**Required tasks**
A) Reproduce the passage of the Fox Television column starting with "Spiezio then smashes" and going on through "his work tonight.", with no changes.
B) According to the Fox Television column, the band Sandfrog took its name from its members' last names. List those last names.

═══ Source document ═══

The University of Chicago’s Independent Student Newspaper since 1892

Chicago Maroon

The University of Chicago’s Independent Student Newspaper since 1892

Chicago Maroon

The University of Chicago’s Independent Student Newspaper since 1892

Chicago Maroon

Blame it on Fox Television

Call me disenchanted. Maybe it’s the fact that the Angels won the World Series in spite of me, or the fact that they beat Reggie Sanders on the back with “Thunder Sticks” while he was trying to play baseball. Maybe I’m being unfairly mean just because I liked the Giants. But I have this nagging suspicion that the Fox Television Network, not Bud Selig or Troy Glaus or John Henry Williams, is the one that has been killing baseball all this time.

Okay, fine, John Henry Williams is helping. Let me be the first to say so. But there are larger issues here.

Saturday was Game Six of the World Series. The Giants were up, three games to two, and all the typical dramatic elements were in place. Support for the World Series is not particularly difficult to drum up: a few folkloric highlights and an action montage set to music is usually more than enough. It works in the Super Bowl, which has not had to change its advertising chic at any point in recent memory.

Fox, apparently, has not nearly as much respect for baseball fans as it does for football fans.

Saturday’s pregame opens with a human interest story about Scott Spiezio and his offseason rock band, Sandfrog. The name, he explains, originates from the last names of its members: Spiezio, Anderson, Froilan, Garry. Get it? Then Spiezio picks up a guitar and says “There are two things I’ve always wanted to accomplish in my life. Winning the World Series, and this!”

Spiezio then smashes his guitar against some rocks.

“That’s one down, one to go,” he says, beaming in front of the camera. This is an appropriate place to reiterate that I don’t like the Angels much.

Meanwhile, Fox is up to its tricks again. We go to commercial. Then we come back to rapid-fire images of Cameron Diaz, Drew Barrymore, and Lucy Liu, who are, as you know, the stars of Charlie’s Angels. Diaz is wearing an Angels jersey tied in a knot above her navel.

The next 90 seconds or so move too fast to process. All I can make out are flying legs, some explosions, and lots of flashing lights. And there’s a song in the background. Yes, that’s Elvis Costello’s “Angels Wanna Wear My (Red Shoes).” Some producer is very proud of his work tonight.

So that’s what we get: a nominally-connected string of images designed for no purpose other than attracting attentionless teenagers. Am I wrong to be angry? Doesn’t baseball deserve better than this?

═══ Record extracts ═══

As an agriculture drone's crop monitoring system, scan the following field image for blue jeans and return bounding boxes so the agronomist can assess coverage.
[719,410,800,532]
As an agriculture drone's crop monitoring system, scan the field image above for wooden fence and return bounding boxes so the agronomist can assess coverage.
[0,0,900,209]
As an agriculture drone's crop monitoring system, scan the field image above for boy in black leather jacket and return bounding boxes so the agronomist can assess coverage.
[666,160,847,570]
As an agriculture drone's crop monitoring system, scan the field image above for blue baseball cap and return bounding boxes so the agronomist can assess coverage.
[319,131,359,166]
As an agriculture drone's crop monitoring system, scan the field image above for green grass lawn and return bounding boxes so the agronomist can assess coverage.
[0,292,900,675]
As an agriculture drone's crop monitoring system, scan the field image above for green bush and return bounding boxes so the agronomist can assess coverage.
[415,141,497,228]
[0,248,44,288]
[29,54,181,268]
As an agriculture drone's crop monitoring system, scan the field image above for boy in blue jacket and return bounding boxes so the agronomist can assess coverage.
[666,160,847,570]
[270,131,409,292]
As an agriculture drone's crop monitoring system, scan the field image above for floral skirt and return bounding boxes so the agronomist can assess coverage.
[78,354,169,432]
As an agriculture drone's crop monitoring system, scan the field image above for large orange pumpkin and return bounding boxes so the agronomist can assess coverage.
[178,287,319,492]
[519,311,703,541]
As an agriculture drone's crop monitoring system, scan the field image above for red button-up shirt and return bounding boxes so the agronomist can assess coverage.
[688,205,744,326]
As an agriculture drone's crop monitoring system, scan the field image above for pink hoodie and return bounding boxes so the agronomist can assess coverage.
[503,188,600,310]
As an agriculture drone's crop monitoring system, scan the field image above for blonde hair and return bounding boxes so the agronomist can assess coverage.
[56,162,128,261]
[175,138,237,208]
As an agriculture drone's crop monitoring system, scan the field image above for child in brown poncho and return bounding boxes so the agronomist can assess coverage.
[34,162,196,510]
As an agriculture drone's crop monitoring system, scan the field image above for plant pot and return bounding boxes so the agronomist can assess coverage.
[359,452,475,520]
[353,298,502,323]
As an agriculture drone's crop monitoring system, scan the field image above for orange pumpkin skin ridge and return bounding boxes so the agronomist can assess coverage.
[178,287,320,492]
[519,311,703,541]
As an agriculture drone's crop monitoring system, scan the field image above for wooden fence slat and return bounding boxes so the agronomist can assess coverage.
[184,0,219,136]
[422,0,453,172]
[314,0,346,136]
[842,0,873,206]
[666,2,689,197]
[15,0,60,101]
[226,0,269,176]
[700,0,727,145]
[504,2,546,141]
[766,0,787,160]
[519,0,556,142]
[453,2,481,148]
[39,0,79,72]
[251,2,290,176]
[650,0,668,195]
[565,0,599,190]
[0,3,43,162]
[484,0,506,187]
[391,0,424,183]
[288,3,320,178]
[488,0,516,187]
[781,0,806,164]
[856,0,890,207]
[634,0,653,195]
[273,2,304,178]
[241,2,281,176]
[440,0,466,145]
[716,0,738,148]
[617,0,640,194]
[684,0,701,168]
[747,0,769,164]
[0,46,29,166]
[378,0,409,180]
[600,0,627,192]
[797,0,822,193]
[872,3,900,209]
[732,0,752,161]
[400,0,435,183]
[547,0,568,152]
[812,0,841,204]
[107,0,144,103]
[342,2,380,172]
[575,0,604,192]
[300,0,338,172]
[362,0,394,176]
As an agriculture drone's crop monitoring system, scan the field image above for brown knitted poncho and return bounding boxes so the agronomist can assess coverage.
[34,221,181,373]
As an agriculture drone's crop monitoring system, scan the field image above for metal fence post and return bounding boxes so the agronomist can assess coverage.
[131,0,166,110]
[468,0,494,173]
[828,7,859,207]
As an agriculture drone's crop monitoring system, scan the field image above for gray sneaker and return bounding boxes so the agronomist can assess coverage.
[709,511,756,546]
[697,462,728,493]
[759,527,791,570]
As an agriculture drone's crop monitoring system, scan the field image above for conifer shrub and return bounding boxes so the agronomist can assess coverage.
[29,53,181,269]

═══

**Expected responses**
A)
Spiezio then smashes his guitar against some rocks.

“That’s one down, one to go,” he says, beaming in front of the camera. This is an appropriate place to reiterate that I don’t like the Angels much.

Meanwhile, Fox is up to its tricks again. We go to commercial. Then we come back to rapid-fire images of Cameron Diaz, Drew Barrymore, and Lucy Liu, who are, as you know, the stars of Charlie’s Angels. Diaz is wearing an Angels jersey tied in a knot above her navel.

The next 90 seconds or so move too fast to process. All I can make out are flying legs, some explosions, and lots of flashing lights. And there’s a song in the background. Yes, that’s Elvis Costello’s “Angels Wanna Wear My (Red Shoes).” Some producer is very proud of his work tonight.

B)
- Spiezio
- Anderson
- Froilan
- Garry